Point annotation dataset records
§ §

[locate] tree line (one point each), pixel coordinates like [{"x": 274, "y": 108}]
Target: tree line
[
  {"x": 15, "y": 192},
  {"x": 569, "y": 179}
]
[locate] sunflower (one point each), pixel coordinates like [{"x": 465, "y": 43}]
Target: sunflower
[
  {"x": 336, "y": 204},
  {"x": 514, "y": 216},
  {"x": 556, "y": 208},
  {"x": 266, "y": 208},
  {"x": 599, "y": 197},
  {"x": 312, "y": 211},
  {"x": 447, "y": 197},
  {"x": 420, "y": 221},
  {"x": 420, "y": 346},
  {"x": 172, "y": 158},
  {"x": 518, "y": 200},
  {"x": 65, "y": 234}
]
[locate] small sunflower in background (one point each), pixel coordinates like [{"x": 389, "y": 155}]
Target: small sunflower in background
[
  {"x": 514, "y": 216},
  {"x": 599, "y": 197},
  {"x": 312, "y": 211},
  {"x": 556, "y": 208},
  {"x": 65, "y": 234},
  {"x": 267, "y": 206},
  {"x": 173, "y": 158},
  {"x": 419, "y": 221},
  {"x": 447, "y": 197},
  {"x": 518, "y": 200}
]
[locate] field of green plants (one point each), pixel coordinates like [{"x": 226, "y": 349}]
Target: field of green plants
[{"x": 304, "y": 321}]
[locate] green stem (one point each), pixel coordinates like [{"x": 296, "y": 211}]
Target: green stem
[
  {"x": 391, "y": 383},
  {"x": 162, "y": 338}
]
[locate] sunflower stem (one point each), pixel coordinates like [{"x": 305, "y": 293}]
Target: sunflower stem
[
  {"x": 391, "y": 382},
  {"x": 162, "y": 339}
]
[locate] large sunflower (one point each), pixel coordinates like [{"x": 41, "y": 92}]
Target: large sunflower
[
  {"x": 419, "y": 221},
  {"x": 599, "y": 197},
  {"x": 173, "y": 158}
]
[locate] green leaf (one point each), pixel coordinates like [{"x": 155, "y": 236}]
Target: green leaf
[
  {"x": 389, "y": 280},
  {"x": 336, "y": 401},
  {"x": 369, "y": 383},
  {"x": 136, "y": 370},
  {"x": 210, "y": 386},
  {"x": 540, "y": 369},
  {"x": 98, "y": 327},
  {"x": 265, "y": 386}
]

§ §

__Stated task__.
Rescale the lines starting with the one containing "[locate] green leaf" and going on through the end of the records. Copy every line, but multiply each coordinate in the answers by 0.25 and round it to a whole number, with halves rounding up.

__Written answer__.
[locate] green leaf (one point each), pixel coordinates like [{"x": 155, "y": 236}]
Target: green leaf
[
  {"x": 97, "y": 70},
  {"x": 84, "y": 100},
  {"x": 92, "y": 96},
  {"x": 34, "y": 93},
  {"x": 53, "y": 97},
  {"x": 135, "y": 92},
  {"x": 25, "y": 82},
  {"x": 66, "y": 97}
]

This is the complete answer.